_Aim of the task:_ Copy out the material exactly, from the line that contains "Exercise. Annotate the white garage" through the line that contains "x=297, y=223".

Location identification material
════════════════════

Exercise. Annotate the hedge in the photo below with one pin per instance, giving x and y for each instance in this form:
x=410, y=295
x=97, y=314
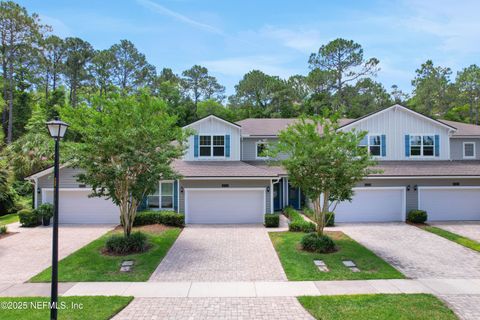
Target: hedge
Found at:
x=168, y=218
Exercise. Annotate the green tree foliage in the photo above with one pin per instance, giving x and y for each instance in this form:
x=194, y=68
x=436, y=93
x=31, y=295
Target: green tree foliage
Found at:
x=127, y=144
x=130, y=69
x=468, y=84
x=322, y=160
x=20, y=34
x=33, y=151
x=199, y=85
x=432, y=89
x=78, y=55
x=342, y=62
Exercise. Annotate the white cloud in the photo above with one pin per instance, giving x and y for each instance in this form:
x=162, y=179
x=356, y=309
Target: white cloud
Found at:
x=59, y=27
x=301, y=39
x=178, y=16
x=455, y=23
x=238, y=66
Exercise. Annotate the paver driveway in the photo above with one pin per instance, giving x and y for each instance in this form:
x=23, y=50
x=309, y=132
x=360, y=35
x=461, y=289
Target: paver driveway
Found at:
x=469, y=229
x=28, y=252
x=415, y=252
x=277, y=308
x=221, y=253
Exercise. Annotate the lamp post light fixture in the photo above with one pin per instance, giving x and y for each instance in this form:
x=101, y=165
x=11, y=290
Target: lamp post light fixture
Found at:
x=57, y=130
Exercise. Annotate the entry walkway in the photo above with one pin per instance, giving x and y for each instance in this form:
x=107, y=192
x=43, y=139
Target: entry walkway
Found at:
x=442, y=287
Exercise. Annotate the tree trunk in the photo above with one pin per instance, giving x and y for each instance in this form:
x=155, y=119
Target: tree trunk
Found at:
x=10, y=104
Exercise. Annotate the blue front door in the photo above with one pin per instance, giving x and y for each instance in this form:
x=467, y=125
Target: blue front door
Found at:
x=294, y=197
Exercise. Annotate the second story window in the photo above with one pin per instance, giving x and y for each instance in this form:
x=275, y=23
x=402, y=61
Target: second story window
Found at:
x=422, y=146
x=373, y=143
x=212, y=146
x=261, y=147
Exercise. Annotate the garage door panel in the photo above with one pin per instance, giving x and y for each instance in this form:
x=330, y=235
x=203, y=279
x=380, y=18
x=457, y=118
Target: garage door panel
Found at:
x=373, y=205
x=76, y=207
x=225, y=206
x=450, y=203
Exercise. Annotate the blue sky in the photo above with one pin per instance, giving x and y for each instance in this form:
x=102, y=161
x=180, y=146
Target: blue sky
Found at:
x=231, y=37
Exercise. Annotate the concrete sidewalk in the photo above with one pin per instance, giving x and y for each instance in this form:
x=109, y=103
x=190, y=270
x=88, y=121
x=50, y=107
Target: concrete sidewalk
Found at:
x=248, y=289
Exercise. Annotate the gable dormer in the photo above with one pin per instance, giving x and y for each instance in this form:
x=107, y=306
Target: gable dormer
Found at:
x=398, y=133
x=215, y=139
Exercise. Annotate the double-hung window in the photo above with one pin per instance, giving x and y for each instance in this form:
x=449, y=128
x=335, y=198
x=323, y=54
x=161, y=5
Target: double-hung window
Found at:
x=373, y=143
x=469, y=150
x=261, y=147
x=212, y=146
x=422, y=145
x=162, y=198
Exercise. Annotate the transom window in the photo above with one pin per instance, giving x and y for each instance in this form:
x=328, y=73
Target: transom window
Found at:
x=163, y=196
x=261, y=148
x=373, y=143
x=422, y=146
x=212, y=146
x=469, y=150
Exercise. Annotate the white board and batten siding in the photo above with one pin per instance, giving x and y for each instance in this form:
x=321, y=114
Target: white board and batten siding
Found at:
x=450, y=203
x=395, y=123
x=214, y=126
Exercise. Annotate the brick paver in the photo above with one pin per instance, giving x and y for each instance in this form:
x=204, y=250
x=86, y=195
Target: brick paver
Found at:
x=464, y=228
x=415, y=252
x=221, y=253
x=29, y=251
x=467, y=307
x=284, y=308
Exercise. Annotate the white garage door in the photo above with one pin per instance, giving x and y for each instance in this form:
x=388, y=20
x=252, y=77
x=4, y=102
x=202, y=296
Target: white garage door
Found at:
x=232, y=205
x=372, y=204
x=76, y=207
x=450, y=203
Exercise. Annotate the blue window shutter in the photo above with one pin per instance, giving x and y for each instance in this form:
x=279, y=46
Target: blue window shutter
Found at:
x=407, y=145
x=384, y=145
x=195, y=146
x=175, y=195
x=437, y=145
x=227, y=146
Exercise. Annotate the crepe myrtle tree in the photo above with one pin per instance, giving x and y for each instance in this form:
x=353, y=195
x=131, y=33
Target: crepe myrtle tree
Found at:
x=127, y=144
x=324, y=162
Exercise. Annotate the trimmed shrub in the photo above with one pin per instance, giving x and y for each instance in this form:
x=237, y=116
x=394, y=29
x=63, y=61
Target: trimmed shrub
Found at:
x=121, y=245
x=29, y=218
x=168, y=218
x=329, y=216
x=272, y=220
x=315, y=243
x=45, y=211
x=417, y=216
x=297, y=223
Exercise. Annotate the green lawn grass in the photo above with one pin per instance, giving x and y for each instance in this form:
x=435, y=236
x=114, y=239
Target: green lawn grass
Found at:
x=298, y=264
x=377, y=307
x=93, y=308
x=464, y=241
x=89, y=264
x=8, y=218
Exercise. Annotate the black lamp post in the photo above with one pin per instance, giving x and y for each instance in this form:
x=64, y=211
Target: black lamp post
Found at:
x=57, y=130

════════════════════

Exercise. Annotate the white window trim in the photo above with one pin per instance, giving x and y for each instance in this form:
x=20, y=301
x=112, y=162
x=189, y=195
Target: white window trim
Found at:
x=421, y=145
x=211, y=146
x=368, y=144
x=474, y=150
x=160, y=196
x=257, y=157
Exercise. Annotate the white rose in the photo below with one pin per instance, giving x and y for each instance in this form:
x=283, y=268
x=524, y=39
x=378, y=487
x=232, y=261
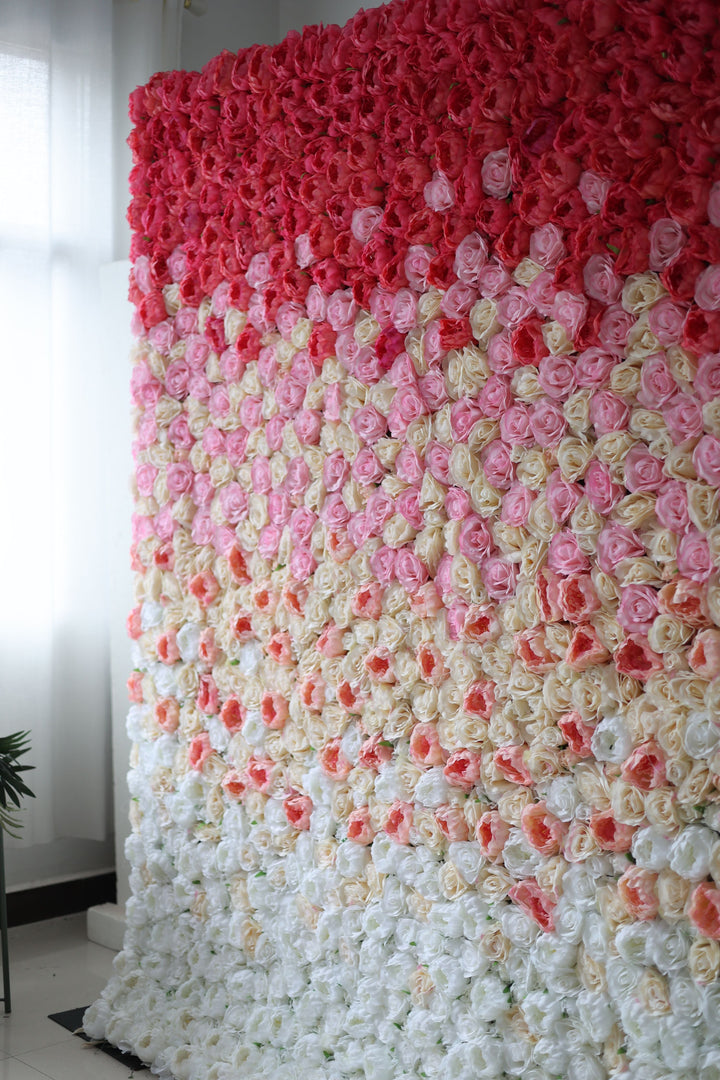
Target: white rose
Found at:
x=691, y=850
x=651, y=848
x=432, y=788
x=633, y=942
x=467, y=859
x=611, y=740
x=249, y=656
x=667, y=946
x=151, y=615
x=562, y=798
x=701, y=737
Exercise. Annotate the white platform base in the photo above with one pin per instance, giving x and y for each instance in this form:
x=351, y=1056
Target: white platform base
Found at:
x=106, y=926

════════════════════

_Task output:_
Exercise. Annotate the white garage door in the photo above with one pin per instance, giving x and y for each instance in this form:
x=388, y=20
x=252, y=77
x=4, y=102
x=202, y=296
Target: white garage door
Found at:
x=232, y=205
x=372, y=204
x=76, y=207
x=450, y=203
Exercise. Annotate the blue window shutter in the photo above with one pin per instance, giving x and y for each instance in this form:
x=279, y=46
Target: blue window shutter
Found at:
x=407, y=145
x=384, y=145
x=195, y=146
x=175, y=195
x=437, y=145
x=227, y=146
Exercise. Annotate the crepe myrtle tree in the photo above with one pin per instance, giving x and y for each instance in this form:
x=353, y=195
x=131, y=33
Target: crepe myrtle tree
Found at:
x=127, y=144
x=324, y=162
Exercise. Annotate the trimmed shrub in the photo above with one pin per instance, giving x and y for each instance in this form:
x=237, y=116
x=394, y=29
x=63, y=61
Target: trimmed shrub
Found at:
x=121, y=245
x=29, y=218
x=168, y=218
x=329, y=216
x=272, y=220
x=315, y=243
x=45, y=211
x=417, y=216
x=297, y=223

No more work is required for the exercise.